***** SUPPLIED ENTRIES *****

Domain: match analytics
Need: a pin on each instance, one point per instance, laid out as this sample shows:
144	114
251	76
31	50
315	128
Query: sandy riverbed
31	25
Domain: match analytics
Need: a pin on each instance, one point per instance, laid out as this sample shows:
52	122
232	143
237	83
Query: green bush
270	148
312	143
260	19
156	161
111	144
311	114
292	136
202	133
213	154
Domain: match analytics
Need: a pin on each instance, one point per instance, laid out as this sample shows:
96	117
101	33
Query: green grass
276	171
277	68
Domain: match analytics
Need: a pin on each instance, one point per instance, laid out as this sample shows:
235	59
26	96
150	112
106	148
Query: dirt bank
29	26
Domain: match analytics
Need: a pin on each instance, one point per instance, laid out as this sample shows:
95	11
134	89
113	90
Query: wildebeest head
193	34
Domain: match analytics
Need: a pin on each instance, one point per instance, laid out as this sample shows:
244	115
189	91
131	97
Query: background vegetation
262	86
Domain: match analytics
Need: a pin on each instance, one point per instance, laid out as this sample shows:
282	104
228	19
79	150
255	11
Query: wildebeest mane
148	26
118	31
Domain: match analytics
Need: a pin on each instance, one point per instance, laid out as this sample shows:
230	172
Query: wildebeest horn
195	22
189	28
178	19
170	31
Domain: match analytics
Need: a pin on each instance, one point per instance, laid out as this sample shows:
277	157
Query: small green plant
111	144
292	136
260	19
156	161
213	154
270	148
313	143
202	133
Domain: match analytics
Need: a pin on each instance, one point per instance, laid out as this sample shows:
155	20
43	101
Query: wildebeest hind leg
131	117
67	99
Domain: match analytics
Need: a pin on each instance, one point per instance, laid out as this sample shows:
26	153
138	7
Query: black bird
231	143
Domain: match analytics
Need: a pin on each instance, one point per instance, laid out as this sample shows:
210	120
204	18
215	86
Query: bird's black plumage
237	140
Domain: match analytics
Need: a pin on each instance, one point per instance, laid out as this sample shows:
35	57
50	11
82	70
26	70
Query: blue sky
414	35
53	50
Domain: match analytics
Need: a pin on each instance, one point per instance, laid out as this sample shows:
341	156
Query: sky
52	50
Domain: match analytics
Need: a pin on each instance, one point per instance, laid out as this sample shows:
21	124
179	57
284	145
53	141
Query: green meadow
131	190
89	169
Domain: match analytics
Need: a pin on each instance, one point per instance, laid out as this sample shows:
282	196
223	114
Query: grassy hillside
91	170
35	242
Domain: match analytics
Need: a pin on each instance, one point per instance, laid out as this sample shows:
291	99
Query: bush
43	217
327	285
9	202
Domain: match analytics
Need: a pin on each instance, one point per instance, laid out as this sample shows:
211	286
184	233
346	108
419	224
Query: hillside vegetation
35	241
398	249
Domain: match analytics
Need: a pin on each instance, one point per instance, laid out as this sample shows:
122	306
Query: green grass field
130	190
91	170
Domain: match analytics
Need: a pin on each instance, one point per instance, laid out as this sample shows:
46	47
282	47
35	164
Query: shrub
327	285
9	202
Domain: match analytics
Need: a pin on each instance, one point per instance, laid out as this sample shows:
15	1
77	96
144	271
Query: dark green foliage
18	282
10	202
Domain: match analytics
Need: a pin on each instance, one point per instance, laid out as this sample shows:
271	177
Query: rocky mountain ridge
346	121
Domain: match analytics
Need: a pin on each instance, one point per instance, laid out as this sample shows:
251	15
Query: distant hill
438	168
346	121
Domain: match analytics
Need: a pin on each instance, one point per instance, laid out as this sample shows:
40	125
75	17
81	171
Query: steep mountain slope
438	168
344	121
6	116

*****

* CHALLENGE *
Extract all lines as given.

* SOLVED EXERCISE *
Domain: match analytics
Need: a pin on each instance, one point per instance, laid out as this sample shows:
144	114
251	76
31	50
315	128
Query: sandy riverbed
31	25
Domain: match analytics
Need: a pin on each instance, one point per instance, laid out as this sample shows:
52	122
232	143
237	83
Query: green bush
270	148
312	143
260	19
156	161
111	144
311	114
292	136
202	133
213	154
Domain: match analytics
Need: a pin on each instance, one point per instance, laid out as this sample shows:
96	117
101	33
Query: green grass
276	171
277	68
Domain: match analytics
Need: a pin on each instance, one point per instance, laid out as this sample shows:
235	59
26	96
150	112
106	148
Query: dirt bank
29	26
Domain: match analytics
Need: a pin on each instance, one point per instance, laid out as this sample shows:
95	11
134	89
113	90
Query: wildebeest head
193	34
Domain: match analytics
Need: a pin on each instance, one point per instance, laid out as this sample shows:
244	115
189	91
131	97
Query: background vegetation
262	86
Domain: match analytics
Need: a pin on each instance, one point per instance, laid out as this sample shows:
282	104
228	19
79	150
255	11
Query: wildebeest mane
148	26
118	31
Domain: match analytics
Need: a pin on each instance, one point per instance, laid out as this sample shows:
230	172
Query: wildebeest horn
195	22
189	28
178	19
170	31
Domain: match analytics
Need: a pin on each instance, one point per instance, laid out as this sample shows:
277	157
Query: small green plant
111	144
292	136
260	19
156	161
213	154
270	148
313	143
202	133
Domain: match analytics
Need: a pin on each instance, one point per instance, laid out as this sample shows:
155	20
43	101
Query: wildebeest hind leg
131	117
67	99
Domain: match analytics
Need: a pin on each instance, one point per instance, laid out as this sample shows:
26	153
138	7
Query: black bird
231	143
Domain: match analytics
Need: a pin on each instance, one point per instance, laid out as this sample shows:
210	120
204	18
215	86
Query: bird's black plumage
237	140
Domain: match analytics
Need: a pin on each instance, one point per instance, laid out as this sample shows:
35	57
50	11
82	70
26	70
Query: blue sky
414	35
53	50
Domain: match analytics
Need: a pin on each instance, one point per instance, laid out as this sample shows:
341	156
Query: sky
52	50
Domain: match analytics
Need: a pin on each instance, one point per instance, laid out as this sample shows:
21	124
179	57
284	145
53	141
Query: green meadow
131	190
89	169
Domain: match analytics
Need: a pin on each instance, one point per instance, laid out as this sample shows:
282	196
223	114
Query: grassy hillside
91	170
35	242
Domain: match analytics
Need: a pin on each instance, one point per instance, laid out as this sample shows:
291	99
Query: bush
43	217
327	285
9	202
Domain: match analytics
Need: a pin on each instance, one point per instance, laid out as this sample shows:
211	286
184	233
346	108
419	224
Query: hillside vegetation
35	241
398	249
Domain: match analytics
Need: a pin on each instance, one point per instance, laid out as this sample shows:
122	306
Query: green grass field
130	190
91	170
Domain: match analytics
Need: a pin on each instance, one point per instance, laid out as this sample shows:
46	47
282	47
35	164
Query: shrub
327	285
9	202
Domain: match analytics
Need: a pin on each instance, one point per instance, laid out as this sample shows:
15	1
77	96
144	271
Query: dark green foliage
18	282
10	202
Domain: match analytics
Need: a pin on each instance, one point per instance, laid out as this sample shows:
271	177
Query: rocky mountain ridge
346	121
Domain: match analytics
Need: a pin on each instance, one point per instance, laid out as this sample shows:
251	15
Query: distant hill
438	168
346	121
Domain: match analytics
Need: a pin on each instance, one point per instance, laid out as this sample shows:
40	125
75	17
81	171
Query: steep mountain slope
438	168
344	121
6	116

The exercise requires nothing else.